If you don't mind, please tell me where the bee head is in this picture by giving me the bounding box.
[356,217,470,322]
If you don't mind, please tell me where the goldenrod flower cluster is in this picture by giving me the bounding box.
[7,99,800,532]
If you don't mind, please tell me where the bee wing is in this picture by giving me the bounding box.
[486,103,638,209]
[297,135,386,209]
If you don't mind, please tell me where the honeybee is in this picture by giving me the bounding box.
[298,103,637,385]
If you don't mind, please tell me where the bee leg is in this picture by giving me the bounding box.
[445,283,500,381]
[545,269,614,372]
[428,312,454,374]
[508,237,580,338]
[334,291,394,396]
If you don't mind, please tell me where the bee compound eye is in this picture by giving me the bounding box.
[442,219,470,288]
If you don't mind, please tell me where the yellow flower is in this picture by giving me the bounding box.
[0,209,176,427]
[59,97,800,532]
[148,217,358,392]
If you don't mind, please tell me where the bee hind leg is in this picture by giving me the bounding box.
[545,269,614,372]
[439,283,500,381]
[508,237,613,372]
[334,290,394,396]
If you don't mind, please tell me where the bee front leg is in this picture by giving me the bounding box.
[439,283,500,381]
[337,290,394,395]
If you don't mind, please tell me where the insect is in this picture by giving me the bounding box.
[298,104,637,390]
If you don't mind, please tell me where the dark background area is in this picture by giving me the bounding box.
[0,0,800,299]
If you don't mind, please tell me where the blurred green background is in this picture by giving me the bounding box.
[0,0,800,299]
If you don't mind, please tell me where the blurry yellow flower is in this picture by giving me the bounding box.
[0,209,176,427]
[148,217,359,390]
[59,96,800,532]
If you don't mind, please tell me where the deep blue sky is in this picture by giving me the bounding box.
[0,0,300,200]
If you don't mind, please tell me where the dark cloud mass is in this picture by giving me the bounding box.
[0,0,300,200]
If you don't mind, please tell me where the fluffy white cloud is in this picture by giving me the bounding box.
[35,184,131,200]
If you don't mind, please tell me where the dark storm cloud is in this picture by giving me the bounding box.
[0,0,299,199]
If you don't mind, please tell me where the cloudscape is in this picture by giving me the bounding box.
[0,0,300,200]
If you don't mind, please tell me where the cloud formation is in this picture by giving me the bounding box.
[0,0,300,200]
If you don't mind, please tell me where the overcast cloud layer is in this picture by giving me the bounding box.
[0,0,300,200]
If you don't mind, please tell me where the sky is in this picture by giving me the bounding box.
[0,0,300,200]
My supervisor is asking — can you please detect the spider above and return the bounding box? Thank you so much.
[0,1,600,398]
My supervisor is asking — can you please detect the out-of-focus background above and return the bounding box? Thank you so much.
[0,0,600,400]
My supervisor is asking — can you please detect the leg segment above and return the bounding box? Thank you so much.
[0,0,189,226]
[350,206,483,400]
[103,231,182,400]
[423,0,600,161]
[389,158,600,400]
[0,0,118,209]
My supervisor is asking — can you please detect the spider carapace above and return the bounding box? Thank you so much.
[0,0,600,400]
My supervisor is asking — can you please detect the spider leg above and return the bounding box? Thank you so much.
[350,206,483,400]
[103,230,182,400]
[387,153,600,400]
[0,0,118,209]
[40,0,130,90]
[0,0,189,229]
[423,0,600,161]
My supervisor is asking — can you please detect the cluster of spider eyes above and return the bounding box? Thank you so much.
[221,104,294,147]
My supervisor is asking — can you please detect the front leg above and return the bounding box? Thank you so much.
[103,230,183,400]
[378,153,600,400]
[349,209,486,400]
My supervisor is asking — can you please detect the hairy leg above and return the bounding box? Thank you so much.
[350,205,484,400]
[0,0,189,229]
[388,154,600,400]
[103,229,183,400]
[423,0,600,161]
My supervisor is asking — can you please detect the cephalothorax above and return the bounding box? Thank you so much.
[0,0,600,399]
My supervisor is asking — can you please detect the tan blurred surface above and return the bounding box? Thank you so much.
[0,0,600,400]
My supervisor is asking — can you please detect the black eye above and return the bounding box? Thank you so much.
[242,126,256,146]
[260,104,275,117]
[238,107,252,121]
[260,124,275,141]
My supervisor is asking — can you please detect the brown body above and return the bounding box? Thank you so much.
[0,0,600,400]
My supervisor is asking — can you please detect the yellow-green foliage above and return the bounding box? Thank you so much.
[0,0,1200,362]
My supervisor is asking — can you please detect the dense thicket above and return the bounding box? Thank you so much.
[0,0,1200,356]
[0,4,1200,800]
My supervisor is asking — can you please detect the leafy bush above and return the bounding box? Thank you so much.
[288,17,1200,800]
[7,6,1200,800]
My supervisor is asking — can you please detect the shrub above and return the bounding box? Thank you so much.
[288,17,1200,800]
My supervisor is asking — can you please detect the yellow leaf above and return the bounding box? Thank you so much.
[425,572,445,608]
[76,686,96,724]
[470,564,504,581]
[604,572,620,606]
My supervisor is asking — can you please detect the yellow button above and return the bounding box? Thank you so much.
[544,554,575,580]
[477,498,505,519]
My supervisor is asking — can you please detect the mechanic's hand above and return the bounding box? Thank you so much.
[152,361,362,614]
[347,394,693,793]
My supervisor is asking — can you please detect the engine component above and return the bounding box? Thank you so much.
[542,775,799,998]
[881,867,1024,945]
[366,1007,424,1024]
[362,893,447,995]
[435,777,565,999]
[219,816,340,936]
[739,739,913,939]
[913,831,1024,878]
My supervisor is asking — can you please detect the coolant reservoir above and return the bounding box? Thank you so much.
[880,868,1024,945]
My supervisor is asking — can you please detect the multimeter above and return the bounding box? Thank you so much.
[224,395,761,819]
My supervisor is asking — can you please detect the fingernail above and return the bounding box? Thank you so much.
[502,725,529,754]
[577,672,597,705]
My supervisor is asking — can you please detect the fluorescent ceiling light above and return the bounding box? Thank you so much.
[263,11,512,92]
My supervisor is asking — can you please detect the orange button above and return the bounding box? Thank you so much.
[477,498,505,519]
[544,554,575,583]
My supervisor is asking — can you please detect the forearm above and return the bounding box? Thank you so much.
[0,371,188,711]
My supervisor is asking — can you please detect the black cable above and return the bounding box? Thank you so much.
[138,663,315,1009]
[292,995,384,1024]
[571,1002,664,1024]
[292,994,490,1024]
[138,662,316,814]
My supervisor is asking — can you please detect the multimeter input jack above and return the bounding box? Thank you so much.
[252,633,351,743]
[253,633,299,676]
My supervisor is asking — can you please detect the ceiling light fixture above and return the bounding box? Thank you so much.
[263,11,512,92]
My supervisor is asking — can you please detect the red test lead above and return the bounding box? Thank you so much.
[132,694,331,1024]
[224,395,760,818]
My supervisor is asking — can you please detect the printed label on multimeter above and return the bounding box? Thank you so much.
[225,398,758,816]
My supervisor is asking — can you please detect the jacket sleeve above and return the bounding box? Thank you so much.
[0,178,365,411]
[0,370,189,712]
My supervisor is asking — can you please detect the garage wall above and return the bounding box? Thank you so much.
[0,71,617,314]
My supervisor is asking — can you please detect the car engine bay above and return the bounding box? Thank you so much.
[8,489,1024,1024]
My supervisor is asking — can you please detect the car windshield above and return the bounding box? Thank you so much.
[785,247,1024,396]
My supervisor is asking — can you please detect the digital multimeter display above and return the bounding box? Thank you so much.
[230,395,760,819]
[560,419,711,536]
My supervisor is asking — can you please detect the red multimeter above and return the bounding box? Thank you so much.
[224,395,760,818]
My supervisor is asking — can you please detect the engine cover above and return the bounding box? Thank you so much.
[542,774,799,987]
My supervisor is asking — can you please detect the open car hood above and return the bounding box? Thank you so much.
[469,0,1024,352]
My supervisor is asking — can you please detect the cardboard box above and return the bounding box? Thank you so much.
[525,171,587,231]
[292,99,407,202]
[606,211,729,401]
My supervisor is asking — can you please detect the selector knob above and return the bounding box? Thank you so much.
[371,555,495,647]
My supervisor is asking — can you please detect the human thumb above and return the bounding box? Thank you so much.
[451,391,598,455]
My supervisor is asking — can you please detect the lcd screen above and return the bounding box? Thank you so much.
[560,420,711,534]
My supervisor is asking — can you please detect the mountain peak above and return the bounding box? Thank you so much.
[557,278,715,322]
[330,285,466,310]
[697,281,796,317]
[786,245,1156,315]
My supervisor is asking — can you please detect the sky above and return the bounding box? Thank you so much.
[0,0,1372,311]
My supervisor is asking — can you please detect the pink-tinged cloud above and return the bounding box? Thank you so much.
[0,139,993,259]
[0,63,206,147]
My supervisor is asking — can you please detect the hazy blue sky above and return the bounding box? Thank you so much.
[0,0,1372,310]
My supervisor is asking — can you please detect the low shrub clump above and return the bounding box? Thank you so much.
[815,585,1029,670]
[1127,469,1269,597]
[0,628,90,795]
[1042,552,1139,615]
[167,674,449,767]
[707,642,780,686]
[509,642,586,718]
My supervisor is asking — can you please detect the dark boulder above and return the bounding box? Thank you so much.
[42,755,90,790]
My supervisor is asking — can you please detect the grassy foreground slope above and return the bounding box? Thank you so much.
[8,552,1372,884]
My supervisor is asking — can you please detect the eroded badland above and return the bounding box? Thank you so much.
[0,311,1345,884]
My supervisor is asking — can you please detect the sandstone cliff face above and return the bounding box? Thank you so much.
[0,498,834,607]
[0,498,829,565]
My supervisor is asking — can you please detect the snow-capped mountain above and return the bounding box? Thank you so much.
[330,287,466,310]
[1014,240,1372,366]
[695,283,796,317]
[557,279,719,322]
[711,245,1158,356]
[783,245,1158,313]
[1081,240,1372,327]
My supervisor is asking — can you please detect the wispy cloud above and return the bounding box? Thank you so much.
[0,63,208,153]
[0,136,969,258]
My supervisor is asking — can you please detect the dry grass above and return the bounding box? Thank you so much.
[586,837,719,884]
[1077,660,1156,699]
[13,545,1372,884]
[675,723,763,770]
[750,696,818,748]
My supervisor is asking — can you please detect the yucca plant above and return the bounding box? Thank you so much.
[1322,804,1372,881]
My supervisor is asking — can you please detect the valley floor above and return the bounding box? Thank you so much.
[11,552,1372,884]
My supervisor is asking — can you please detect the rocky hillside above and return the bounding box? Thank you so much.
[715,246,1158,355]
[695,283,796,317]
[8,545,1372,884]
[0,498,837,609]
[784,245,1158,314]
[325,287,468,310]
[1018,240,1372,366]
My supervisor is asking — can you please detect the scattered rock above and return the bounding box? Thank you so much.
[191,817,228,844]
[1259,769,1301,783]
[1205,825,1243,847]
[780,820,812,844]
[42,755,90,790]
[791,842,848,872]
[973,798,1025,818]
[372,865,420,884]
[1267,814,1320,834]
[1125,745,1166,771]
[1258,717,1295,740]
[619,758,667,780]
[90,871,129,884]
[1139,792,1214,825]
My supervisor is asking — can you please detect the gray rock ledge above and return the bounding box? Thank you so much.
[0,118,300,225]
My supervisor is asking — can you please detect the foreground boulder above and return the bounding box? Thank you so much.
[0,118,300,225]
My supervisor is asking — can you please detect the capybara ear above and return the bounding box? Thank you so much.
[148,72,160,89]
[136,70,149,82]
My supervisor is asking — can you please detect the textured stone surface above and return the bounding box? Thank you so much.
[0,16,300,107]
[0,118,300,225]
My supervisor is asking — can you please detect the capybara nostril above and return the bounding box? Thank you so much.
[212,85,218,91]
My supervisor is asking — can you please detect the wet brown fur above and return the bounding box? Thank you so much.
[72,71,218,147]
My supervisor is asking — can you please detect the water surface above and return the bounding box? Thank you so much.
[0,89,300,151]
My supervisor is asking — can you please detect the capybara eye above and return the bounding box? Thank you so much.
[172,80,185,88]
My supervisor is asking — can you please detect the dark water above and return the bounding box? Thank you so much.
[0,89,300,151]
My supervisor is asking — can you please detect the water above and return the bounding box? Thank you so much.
************
Reproduce the material word for word, from its first line through the line containing "[334,291,394,396]", with both of those lines included.

If you don't mind, please tell me where the bee head is in this picture by giving me the bounding box.
[356,217,470,322]
If you don't mind, please tell me where the goldenrod flower cluster is in this picture by giving me the bounding box.
[7,99,800,532]
If you don't mind, please tell me where the bee wing is in this picture by giving me the bounding box.
[486,103,638,209]
[297,135,386,209]
If you don't mind, please tell me where the honeybee is in this picture by giving me the bounding box.
[298,103,637,385]
If you don't mind, please tell me where the bee leg is in this picture by giving me the bounding box.
[445,283,500,381]
[545,269,614,372]
[428,312,454,374]
[508,237,580,338]
[334,291,394,396]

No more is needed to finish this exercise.